__Stated goal 1__. According to the Bootstrap (Service Loader) page, what are the two types that services are broadly classified under?
__Stated goal 2__. Retype word for word the stretch of the Bootstrap (Service Loader) page from "Bootstrap has different meaning" through "of any program.".

— start of Page excerpt —

Bootstrap (Service Loader)

Bootstrap has different meaning based on the context of the current subject. Today, we are going to talk about Bootstrap that is related to Software / programming technique. Bootstrap is a technique where we use to load different services at the system start based on context of any program.

Where can we use Bootstrap?

  • Where we need to load the Services / Systems / Modules dynamically. (In this program, we use bootstrap.properties to define the Services to load). Something that needs
  • Where we need to load the Services based on State of Server. For eg., any application server may be started / running with different state like NORMAL, IDLE, ERROR, UPDATE, … so on.. In that case, we can define different services to be turned on based on the modules as specified in bootstrap.properties file.
  • Where we need to take complete control of Services loaded to the System. As well, if we need to have total control of the Services to turn ON / OFF based on some events. Total instrumentation over Services can be achieved by using this technique.

Some real-time example for Bootstrap:

How is Bootstrap designed?

Check out this link in Wiki of Bootstapping where it says that Bootstrapping can be interpreted as some step by step process where it initiates each service at the boot of the system. Here in our system we made it completely property file driven (I don’t recommend to keep all configuration to be kept in database as even Database should be treated as service). So, entire Bootstrap system is a self-sustained system that doesn’t need any service to work.

Step 1. Load Service list and State of system from Property file:

We create a custom property file that defines the current state of system to be started. As mentioned above, the current state can be NORMAL, IDLE, ERROR and more.. For each and every state, we will specify list of Services that are to be started in the Bootstrap startup. The Bootstrap will first load the property file and will prepare the list of Services to be started with any optional arguments specified in the property file.

Step 2. Init and Start the Services:

Now after loading the list of Services to be loaded, the Bootstrap will start one service after another sequentially as specified in the property file. What are services? A Service is again a self-sustained module / system that will be serving application for one specific context. Some examples can be Database Access Service, Scheduler Service, SMS Service, EMAIL Service, and so on… Here we can have any types of services in the System based on its function. But, they are broadly classified under two types as ESSENTIAL or ADDON based on its need. At the Bootstrap startup, when any of the Essential services are not started due to some problem, then the booting process will be put to error mode and shut down the system automatically (Remember what happens when memory service fails when you start the computer? similar system).

Each service will run independently providing access to the system. We should be having a Service Directory something similar to JNDI implementation where we will register all booted services for further use. Any modules / application layer will access the Service Directory and will get the working instance of the service and will invoke its functionality.

After successfully starting all the services, now Bootstrap itself will change its state to NORMAL or any state as specified in bootstrap.properties.

— end of Page excerpt —
— start of Extracted entries —

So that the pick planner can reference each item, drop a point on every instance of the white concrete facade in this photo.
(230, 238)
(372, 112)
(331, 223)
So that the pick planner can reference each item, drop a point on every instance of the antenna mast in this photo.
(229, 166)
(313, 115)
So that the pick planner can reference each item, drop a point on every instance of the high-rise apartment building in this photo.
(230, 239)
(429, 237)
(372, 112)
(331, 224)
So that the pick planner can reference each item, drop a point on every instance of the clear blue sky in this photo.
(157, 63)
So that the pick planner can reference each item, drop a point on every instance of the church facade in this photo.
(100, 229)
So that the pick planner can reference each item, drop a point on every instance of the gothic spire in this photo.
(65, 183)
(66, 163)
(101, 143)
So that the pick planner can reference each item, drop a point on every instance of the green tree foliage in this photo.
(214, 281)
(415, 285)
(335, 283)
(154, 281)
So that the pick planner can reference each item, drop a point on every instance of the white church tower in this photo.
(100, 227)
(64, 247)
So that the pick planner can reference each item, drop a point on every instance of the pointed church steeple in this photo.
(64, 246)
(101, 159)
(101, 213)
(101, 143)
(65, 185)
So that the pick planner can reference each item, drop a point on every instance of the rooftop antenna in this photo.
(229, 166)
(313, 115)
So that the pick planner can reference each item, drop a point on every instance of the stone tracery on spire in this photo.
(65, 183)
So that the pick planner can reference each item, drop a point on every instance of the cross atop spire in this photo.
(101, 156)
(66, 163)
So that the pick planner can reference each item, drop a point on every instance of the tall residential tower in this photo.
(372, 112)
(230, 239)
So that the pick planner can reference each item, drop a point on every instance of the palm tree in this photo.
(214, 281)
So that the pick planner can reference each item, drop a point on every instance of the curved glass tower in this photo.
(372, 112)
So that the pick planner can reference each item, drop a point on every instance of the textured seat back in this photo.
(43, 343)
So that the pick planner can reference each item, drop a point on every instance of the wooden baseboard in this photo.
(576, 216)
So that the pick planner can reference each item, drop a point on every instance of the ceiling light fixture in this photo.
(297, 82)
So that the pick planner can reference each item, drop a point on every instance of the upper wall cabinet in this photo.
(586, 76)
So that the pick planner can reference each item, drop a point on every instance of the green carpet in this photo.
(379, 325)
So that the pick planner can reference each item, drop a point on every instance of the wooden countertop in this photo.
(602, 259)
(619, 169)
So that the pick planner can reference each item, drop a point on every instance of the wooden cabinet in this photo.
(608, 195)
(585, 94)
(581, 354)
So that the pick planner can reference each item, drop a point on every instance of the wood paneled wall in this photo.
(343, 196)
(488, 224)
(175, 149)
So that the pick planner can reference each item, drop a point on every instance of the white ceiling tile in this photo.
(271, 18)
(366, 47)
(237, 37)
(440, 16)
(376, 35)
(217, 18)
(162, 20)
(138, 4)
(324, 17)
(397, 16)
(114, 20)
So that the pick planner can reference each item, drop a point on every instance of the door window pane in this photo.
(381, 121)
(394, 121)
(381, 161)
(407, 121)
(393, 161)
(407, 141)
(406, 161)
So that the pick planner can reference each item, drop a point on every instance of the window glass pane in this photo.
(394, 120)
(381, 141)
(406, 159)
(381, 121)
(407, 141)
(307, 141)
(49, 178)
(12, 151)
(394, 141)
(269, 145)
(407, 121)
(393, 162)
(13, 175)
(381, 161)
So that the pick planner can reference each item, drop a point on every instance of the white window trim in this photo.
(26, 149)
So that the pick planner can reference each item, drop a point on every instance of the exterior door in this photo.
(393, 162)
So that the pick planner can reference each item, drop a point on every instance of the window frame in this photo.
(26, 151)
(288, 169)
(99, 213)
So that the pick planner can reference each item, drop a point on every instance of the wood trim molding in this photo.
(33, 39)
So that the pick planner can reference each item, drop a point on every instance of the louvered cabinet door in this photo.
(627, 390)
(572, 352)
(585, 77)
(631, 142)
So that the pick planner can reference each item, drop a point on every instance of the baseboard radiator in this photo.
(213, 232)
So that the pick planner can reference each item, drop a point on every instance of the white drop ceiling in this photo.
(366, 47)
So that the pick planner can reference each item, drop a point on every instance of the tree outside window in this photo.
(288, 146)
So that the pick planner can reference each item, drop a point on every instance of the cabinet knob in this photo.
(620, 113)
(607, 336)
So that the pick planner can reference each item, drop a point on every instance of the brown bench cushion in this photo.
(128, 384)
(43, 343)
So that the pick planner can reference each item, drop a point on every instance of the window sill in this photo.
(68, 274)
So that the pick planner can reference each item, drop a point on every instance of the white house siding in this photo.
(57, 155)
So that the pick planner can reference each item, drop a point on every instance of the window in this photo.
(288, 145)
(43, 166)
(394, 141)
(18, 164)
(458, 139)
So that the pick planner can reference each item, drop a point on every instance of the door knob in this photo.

— end of Extracted entries —

__Exercise answer 1__. ESSENTIAL or ADDON

__Exercise answer 2__.
Bootstrap has different meaning based on the context of the current subject. Today, we are going to talk about Bootstrap that is related to Software / programming technique. Bootstrap is a technique where we use to load different services at the system start based on context of any program.